▸ **EXERCISE BRIEF**
For the listing below, report all lines that hold the word "shirt".

▸ **SUPPLIED DATA**
------------------------------------------------

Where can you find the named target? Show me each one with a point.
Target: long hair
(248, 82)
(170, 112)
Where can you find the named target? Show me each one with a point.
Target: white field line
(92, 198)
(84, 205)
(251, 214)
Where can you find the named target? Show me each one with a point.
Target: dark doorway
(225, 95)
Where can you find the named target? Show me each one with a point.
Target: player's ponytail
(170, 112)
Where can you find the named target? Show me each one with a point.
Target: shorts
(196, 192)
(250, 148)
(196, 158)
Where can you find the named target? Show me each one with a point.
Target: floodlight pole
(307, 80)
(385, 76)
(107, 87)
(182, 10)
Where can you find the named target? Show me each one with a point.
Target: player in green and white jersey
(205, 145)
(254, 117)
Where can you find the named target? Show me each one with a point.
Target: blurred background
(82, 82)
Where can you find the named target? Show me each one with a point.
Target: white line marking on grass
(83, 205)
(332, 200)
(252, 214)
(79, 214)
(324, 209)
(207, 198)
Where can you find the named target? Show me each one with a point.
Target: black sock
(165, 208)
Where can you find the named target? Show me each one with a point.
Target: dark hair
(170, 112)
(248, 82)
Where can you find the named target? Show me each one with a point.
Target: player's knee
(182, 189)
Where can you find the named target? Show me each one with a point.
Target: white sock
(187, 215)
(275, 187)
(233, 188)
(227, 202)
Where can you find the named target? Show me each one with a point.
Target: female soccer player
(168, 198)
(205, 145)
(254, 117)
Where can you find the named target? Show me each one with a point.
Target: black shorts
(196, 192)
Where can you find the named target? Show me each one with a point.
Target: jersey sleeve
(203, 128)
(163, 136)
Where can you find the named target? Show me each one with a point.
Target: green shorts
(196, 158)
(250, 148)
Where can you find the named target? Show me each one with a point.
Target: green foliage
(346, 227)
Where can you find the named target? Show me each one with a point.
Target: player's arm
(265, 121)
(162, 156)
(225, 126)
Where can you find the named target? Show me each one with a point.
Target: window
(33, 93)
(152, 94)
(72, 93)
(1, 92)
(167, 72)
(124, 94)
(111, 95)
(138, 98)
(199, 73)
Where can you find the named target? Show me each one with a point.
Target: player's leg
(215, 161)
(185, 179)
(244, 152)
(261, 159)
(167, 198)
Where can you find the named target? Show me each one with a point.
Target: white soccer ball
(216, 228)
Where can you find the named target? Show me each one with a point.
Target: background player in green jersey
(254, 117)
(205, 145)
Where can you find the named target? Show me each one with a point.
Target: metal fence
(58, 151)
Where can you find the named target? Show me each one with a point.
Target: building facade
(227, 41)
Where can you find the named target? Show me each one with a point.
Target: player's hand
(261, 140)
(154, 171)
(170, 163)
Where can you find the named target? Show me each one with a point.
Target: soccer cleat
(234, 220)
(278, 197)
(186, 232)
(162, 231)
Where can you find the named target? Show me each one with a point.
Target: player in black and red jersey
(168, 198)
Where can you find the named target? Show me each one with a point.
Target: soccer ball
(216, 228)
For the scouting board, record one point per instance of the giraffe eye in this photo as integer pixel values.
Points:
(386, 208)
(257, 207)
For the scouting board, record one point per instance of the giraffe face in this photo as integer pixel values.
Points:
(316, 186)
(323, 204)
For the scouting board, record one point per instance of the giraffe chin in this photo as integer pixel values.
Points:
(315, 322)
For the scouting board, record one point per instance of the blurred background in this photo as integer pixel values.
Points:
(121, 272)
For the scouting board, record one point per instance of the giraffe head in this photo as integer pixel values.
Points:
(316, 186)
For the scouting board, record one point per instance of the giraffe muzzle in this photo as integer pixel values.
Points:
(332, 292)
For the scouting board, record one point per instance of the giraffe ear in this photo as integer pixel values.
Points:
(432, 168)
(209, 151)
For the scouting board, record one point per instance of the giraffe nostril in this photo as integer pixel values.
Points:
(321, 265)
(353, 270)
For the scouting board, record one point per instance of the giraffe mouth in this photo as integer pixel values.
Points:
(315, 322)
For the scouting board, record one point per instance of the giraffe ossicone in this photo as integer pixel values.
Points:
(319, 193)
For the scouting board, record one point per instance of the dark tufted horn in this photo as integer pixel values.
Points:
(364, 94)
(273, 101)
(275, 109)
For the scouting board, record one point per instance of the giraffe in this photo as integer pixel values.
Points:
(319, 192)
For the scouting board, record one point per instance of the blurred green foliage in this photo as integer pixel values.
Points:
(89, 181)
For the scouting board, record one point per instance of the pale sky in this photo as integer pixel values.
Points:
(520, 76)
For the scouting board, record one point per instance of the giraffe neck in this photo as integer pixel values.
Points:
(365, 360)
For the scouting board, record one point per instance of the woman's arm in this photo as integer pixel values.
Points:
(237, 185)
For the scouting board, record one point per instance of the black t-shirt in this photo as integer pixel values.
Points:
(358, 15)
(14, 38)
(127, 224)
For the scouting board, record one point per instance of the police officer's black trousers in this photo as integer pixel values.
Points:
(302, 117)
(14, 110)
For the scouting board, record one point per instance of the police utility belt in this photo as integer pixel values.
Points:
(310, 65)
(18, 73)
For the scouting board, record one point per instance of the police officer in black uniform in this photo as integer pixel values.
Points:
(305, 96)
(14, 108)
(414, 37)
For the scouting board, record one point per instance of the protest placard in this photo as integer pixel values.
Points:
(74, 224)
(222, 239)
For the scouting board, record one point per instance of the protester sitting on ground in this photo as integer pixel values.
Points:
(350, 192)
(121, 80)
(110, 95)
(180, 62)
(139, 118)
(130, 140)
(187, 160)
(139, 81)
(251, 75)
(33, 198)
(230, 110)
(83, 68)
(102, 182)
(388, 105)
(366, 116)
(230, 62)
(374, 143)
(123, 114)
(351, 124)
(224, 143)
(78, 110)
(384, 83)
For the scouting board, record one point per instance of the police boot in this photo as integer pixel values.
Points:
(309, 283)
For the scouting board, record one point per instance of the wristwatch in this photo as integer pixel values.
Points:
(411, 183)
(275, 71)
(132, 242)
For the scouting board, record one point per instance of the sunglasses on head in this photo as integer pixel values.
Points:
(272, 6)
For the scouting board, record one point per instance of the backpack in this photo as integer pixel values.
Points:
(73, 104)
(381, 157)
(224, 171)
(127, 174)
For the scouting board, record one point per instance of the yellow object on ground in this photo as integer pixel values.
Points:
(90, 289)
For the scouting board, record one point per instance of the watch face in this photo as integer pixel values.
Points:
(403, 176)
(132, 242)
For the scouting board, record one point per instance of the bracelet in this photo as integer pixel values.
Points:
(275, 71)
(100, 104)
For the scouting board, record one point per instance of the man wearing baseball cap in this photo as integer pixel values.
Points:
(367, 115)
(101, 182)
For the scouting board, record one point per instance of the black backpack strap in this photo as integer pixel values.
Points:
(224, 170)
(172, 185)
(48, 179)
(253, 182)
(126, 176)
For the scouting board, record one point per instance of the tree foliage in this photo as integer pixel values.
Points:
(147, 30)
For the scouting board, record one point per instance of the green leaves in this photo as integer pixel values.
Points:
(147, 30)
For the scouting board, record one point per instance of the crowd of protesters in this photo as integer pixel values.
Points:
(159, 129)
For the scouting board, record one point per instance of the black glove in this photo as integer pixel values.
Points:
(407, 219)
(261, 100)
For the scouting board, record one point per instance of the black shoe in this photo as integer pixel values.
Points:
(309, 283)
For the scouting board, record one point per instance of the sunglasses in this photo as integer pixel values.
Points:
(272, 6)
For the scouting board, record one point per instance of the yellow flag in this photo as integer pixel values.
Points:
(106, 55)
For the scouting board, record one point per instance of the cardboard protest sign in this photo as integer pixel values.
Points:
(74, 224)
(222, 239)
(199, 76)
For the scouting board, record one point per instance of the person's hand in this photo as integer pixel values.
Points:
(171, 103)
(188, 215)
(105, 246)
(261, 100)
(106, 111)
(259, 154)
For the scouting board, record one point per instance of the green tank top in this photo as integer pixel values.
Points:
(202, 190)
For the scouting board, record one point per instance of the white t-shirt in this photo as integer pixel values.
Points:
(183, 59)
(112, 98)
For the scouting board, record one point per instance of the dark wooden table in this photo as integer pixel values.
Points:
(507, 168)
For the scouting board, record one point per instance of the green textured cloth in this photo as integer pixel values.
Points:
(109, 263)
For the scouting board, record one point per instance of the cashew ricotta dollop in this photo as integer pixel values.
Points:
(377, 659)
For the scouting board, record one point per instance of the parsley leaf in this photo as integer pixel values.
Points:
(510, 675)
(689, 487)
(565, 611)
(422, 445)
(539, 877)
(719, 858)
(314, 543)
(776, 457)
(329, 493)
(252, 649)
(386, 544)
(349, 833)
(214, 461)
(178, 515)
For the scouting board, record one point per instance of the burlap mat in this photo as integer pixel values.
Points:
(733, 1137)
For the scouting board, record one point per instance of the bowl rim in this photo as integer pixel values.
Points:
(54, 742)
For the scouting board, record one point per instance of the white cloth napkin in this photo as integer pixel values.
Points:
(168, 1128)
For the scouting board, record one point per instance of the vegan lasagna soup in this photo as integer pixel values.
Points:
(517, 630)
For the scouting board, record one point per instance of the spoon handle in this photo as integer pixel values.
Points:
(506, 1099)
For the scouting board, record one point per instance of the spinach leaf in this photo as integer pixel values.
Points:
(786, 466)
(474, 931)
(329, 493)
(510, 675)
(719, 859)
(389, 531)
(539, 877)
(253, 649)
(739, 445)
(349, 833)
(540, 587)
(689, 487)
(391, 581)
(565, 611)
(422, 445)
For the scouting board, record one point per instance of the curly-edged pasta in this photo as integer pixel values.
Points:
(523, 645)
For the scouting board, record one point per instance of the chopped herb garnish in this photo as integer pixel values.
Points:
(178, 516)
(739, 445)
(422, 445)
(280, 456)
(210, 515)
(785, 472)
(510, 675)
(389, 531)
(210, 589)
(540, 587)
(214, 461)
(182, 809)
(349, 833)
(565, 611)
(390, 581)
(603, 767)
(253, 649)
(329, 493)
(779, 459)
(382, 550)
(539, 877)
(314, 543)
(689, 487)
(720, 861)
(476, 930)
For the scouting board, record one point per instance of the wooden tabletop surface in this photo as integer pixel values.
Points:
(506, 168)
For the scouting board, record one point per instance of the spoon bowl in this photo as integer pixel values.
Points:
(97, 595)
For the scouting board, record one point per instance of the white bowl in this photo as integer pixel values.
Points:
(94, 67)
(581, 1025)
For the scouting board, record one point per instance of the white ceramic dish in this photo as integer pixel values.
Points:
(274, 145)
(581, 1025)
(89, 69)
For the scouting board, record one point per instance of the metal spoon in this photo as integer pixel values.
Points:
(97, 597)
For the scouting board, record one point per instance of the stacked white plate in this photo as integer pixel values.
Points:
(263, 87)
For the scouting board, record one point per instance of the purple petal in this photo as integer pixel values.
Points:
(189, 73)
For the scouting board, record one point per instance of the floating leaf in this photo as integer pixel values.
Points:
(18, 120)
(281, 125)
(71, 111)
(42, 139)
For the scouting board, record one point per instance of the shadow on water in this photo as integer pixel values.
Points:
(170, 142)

------------------------------------------------

▸ **RESULT FOR THIS EXERCISE**
For the scouting board, record one point per instance of the black t-shirt in this photo as integer pixel values.
For the scouting board, record one point per instance of the white t-shirt in this photo as integer pixel values.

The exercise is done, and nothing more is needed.